#### [Предоставленный отрывок]
Поскольку «Творец» в столь значительной степени основывается на механике нынешних социально-психологических трудностей и столь хорошо ее раскрывает, то длинноты и сбои ритма, приглушающие выразительность или мешающие расслышать созвучие, особенно обидны. Не поймите меня превратно: дополнительный материал в «Повелителе сновидений» тоже великолепен, и темы, как основные, так и побочные, звучат мощнее и глубже. Но размещение новых фрагментов таково, что ритм ломается, ударения сдвинуты, и первоначальное драматическое единство рушится; вдвойне обидно, что происходит это вопреки совершенству нового материала как такового.
История о Фаусте-психиатре и его слепой Елене насыщена множеством созвучий. Овеществление фантазий аналогично труду любого художника или ученого, а тяга к смерти, искушение дать фантазиям полную волю и совершенно отгородиться от реального мира уже сегодня отнюдь не так химеричны, как может показаться.
Я полагаю, что оптимальный подход к данному произведению — сперва прочесть повесть, а материал, дополняющий ее до романа, расценивать как комментарий. Видимо, только так возможно извлечь максимум полезного из обоих вариантов, избегнув при этом структурных слабостей реализации в более крупной форме.
Яркость видения Фауста такова, что грозит ему гибелью; и в обоих вариантах произведения гибельный финал недвусмыслен.
Знавал я человека по имени Фауст из Кундлинга, маленького городка по соседству с местом моего рождения. В бытность свою студентом в Кракове он изучил магию, которой там прежде усердно занимались и о которой публично читали лекции. Он много странствовал по свету и всюду разглагольствовал о тайных науках. Приехав в Венецию и желая поразить людей невиданным зрелищем, он объявил, что взлетит в небо. Стараниями дьявола он поднялся в воздух, но... стремительно низвергся на землю...
Из поручений Филиппа Меланхтона, записанных его учеником Иоганном Манлием; 1563.
Пер. С. А. Акулянц.
Для чего нужен символизм?
Из брошюры IBM, популярно разъясняющей, как математики и компьютерщики подходят к решению задач: «Сначала задачу надо корректно сформулировать. Потом нужно сконструировать подходящую модель задачи — модель, с которой было бы легко производить различные манипуляции. Когда произведены необходимые манипуляции, состояние модели отвечает решению задачи».

#### [Представленные сведения]
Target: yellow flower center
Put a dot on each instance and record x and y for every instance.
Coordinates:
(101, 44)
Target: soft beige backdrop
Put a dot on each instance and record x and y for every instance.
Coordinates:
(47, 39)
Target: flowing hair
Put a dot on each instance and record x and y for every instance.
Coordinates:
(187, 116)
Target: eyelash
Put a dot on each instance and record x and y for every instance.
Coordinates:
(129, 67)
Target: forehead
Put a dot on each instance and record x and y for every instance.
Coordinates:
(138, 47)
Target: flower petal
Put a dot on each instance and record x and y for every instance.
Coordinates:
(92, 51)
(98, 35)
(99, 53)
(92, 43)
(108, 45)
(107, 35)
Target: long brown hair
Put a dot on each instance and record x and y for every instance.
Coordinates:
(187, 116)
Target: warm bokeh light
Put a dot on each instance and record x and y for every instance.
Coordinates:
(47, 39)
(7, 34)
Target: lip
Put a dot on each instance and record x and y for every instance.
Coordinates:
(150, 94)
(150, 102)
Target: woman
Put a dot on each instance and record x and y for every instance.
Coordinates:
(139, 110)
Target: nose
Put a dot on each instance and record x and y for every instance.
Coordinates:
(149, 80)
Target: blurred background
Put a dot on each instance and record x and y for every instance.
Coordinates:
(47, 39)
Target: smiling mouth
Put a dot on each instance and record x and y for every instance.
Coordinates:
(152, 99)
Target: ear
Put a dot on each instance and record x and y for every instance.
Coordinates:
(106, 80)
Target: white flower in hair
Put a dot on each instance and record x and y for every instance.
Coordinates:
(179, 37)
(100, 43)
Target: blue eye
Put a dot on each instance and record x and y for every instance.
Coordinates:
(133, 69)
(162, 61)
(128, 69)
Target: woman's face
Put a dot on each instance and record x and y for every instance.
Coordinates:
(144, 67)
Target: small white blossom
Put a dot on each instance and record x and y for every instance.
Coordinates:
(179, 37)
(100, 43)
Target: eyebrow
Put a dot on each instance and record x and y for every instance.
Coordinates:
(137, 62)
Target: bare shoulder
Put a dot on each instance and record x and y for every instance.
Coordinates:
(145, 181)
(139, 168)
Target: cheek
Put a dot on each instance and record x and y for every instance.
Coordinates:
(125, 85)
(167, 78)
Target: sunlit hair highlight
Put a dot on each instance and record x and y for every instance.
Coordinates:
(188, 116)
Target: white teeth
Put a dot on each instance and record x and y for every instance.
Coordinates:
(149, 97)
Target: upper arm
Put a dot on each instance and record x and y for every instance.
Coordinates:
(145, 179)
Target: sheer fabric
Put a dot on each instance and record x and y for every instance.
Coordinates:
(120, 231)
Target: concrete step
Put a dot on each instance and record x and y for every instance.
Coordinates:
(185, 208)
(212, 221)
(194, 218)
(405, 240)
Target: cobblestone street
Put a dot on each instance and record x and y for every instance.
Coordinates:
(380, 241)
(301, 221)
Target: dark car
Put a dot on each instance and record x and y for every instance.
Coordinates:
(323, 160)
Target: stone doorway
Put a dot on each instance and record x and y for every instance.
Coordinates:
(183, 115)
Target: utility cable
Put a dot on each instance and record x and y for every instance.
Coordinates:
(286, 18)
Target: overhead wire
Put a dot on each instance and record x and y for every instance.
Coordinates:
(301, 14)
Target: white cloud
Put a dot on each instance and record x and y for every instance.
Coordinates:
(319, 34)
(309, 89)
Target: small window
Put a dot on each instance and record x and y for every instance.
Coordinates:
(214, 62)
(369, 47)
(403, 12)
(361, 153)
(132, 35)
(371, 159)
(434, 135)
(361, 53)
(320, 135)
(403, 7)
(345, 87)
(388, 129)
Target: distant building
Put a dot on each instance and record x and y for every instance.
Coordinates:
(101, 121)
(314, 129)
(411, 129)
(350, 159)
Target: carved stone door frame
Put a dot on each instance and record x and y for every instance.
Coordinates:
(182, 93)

#### [Письменное задание A]
Определите, согласуются ли с отрывком следующие утверждения. Для каждого ответьте «да» или «нет» и приведите решающие слова отрывка в точной цитате.
(i) Автор советует сначала прочесть роман, а повесть считать комментарием к нему.
(ii) Фауст из Кундлинга изучил магию, когда был студентом в Кракове.
(iii) Автор считает дополнительный материал в «Повелителе сновидений» слабым.
#### [Письменное задание B]
Выведите дословно фрагмент отрывка, начиная со слов «Знавал я человека» и заканчивая словами «чего нужен символизм?» включительно.

#### [Полный ответ A]
(i) Нет: «сперва прочесть повесть, а материал, дополняющий ее до романа, расценивать как комментарий».
(ii) Да: «В бытность свою студентом в Кракове он изучил магию».
(iii) Нет: «дополнительный материал в «Повелителе сновидений» тоже великолепен».

#### [Полный ответ B]
Знавал я человека по имени Фауст из Кундлинга, маленького городка по соседству с местом моего рождения. В бытность свою студентом в Кракове он изучил магию, которой там прежде усердно занимались и о которой публично читали лекции. Он много странствовал по свету и всюду разглагольствовал о тайных науках. Приехав в Венецию и желая поразить людей невиданным зрелищем, он объявил, что взлетит в небо. Стараниями дьявола он поднялся в воздух, но... стремительно низвергся на землю...
Из поручений Филиппа Меланхтона, записанных его учеником Иоганном Манлием; 1563.
Пер. С. А. Акулянц.
Для чего нужен символизм?